--- AIM OF THE TASK ---
Look through the data below and extract, unchanged, the lines from the one that contains "positive clicks: (425, 268)" to the one that contains "rough mask: <svg", both included.

--- Collected data ---
Start of Block
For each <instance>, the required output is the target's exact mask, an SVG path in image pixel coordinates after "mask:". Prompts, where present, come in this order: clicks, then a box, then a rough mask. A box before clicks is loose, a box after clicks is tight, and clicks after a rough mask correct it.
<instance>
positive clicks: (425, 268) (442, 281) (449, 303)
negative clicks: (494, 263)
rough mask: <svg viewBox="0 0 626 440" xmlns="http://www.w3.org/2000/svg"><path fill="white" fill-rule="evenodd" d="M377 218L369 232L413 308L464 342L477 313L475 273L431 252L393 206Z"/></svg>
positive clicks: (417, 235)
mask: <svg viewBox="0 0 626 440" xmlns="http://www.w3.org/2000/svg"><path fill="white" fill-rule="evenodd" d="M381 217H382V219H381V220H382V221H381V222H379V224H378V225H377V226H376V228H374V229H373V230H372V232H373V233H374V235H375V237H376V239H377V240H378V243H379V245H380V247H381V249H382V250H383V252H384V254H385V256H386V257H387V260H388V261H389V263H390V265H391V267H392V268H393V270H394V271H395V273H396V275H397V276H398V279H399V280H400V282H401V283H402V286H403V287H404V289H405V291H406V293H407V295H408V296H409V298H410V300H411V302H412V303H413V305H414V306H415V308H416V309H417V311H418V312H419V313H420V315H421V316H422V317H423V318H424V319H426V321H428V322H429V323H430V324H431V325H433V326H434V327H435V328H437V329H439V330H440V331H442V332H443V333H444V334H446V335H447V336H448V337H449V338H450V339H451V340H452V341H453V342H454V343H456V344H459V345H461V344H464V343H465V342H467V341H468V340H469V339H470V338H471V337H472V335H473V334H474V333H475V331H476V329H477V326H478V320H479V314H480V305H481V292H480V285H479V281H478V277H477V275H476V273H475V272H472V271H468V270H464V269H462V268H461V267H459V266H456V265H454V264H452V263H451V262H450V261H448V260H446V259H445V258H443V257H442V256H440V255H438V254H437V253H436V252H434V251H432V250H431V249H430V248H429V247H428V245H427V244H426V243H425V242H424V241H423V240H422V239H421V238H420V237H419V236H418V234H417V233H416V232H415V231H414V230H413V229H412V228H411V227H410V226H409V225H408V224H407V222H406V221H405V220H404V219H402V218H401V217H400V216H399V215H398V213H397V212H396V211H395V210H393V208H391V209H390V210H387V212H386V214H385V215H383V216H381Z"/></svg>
End of Block
--- RESPONSE BELOW ---
positive clicks: (425, 268) (442, 281) (449, 303)
negative clicks: (494, 263)
rough mask: <svg viewBox="0 0 626 440" xmlns="http://www.w3.org/2000/svg"><path fill="white" fill-rule="evenodd" d="M377 218L369 232L413 308L464 342L477 313L475 273L431 252L393 206Z"/></svg>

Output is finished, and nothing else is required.